3.) -forcesse (can be -forcsse or -forceSSE) is like 30% faster than -forcseasm. But as it has been reported lately with the eewest gromac cores, even these switches are not needed as the client will automatically use SSE optimizations. In fact Stanford recommends to not constantly use -forcesse or -forceasm on any machine. If you are forcing it to run on a machine because it stops using the optimizations because of unstability, then something needs to change. Its unstable and needs to be clocked down some.
So here is my correct way to set up AMDs and Intels.
32-bit AMDs: -forcesse -verbosity 9
Intel/64-bit AMDs: -forcesse -advmethods -verbosity 9
HT computers should have the -local switch as well since it will need 2 clients. I am not sure if this switch is entirely needed anymore. But it doesnt hurt.
64-bit AMDs have SSE2 so they can definetely benefit from the double gromacs WUs just like the P4s can. Tinkers or double gromacs would be best for them.
P3s: I havent tested them with the new tinkers and havent read anything on them. They have a higher IPC than the P4s so I would think that might do better on the tinkers than the P4s. Someone might want to test this out. I would say no -advmethods on P3s.
I dont have advmethods on any of my Athlon machines and I still get mostly Gromacs WUs. There are just more gromacs than tinkers and Stanford can get more info from gromacs than tinkers. They are just faster than tinkers so they are doing more gromacs than tinkers.
If anyone didnt understand that, speak up.:)
One thing thats kinda odd is that some WUs are passed out without any flags that are also passed out with the advmethods flag. Not all WUs but some are in both areas. Those are WUs that pretty much no problems on any platform.
If I have trouble getting a WU on a machine I'll add -advmethods or something like that and that seems to help sometimes.
One thing that can't be explained is the Tinker I was originally talking about in this thread. Even though it is not supposed to use any optimizations, it did run significantly faster changing it to forceasm. I know the log doesn't show anything being turned on and such. This was a big WU and nothing changed on the machine. Nobody was using it. It was just folding. To lose almost a minute per frame a big jump considering it was more than half way through the WU. It did finish right on the projected time of the faster pace. Something I need to ponder for a while.

#####

*OBJECTIVE 1*: Print, unchanged, the part of the records below that opens with the line containing "[mark] motorcyclist (a" and continues through the end of the records, including both of those lines.

*DATA FOR PROCESSING*:

#####

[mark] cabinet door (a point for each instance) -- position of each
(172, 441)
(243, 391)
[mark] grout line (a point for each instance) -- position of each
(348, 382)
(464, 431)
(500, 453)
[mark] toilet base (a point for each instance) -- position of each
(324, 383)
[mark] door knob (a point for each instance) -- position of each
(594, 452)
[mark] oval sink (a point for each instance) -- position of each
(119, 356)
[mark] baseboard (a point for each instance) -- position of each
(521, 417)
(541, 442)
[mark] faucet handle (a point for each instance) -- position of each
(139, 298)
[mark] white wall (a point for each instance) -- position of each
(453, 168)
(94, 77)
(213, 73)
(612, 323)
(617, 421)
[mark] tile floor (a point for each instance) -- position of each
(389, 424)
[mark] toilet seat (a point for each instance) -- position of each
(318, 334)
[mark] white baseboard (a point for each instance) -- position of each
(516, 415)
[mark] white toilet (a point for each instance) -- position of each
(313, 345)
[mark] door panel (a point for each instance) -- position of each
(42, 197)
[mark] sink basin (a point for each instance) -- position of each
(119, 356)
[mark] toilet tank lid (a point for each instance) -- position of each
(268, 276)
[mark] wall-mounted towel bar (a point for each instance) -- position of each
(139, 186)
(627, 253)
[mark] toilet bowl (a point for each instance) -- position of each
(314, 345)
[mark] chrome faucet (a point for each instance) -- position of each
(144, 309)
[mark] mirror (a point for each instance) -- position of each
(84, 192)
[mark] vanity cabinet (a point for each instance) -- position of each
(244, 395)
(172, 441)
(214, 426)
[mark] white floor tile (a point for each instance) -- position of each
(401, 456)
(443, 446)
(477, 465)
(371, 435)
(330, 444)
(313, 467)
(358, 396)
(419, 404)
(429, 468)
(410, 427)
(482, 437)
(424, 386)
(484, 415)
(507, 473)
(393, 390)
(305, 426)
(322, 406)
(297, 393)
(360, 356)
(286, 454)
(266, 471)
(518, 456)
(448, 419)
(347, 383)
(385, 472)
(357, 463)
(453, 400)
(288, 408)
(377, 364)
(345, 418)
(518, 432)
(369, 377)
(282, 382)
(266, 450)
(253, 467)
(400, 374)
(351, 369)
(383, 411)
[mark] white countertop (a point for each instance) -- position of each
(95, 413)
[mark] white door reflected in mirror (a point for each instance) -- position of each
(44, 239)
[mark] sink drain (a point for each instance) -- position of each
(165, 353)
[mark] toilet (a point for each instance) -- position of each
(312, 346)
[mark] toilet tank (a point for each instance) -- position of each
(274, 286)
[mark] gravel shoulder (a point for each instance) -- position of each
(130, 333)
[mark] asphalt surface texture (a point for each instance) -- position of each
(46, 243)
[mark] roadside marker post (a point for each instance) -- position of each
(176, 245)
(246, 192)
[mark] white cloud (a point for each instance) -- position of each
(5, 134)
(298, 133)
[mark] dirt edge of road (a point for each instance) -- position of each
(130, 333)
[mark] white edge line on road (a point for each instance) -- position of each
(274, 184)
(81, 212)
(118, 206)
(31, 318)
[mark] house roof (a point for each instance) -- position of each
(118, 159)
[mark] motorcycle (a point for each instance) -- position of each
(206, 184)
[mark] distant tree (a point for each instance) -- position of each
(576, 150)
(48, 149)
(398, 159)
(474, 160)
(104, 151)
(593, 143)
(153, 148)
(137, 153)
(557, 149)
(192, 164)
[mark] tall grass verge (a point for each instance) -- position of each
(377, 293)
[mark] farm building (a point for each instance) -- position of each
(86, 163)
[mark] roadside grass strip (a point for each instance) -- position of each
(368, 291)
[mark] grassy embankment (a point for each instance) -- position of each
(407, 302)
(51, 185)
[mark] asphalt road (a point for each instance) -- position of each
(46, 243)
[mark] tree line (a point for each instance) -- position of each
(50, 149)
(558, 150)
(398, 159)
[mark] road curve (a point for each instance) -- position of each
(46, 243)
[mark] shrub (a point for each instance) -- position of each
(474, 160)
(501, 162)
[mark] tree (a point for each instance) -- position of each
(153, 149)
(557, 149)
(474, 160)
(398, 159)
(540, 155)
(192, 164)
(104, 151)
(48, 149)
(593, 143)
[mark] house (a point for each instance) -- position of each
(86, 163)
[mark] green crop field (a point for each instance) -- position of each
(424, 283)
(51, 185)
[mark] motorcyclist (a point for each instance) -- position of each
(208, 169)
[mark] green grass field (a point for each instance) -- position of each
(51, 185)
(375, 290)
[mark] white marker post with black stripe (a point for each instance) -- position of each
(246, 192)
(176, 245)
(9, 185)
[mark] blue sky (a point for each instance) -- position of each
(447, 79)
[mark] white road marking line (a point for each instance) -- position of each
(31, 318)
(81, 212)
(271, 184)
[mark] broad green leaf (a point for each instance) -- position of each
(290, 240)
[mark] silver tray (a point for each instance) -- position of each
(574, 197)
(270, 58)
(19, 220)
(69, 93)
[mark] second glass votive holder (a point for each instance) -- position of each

#####

*OBJECTIVE 2*: Output word for word the part of the forum post on client switches that opens with the words "64-bit AMDs have" and closes with "best for them.".

*EXPECTED ANSWER 1*:
[mark] motorcyclist (a point for each instance) -- position of each
(208, 169)
[mark] green grass field (a point for each instance) -- position of each
(51, 185)
(375, 290)
[mark] white marker post with black stripe (a point for each instance) -- position of each
(246, 192)
(176, 245)
(9, 185)
[mark] blue sky (a point for each instance) -- position of each
(447, 79)
[mark] white road marking line (a point for each instance) -- position of each
(31, 318)
(81, 212)
(271, 184)
[mark] broad green leaf (a point for each instance) -- position of each
(290, 240)
[mark] silver tray (a point for each instance) -- position of each
(574, 197)
(270, 58)
(19, 220)
(69, 93)
[mark] second glass votive holder (a point for each instance) -- position of each

*EXPECTED ANSWER 2*:
64-bit AMDs have SSE2 so they can definetely benefit from the double gromacs WUs just like the P4s can. Tinkers or double gromacs would be best for them.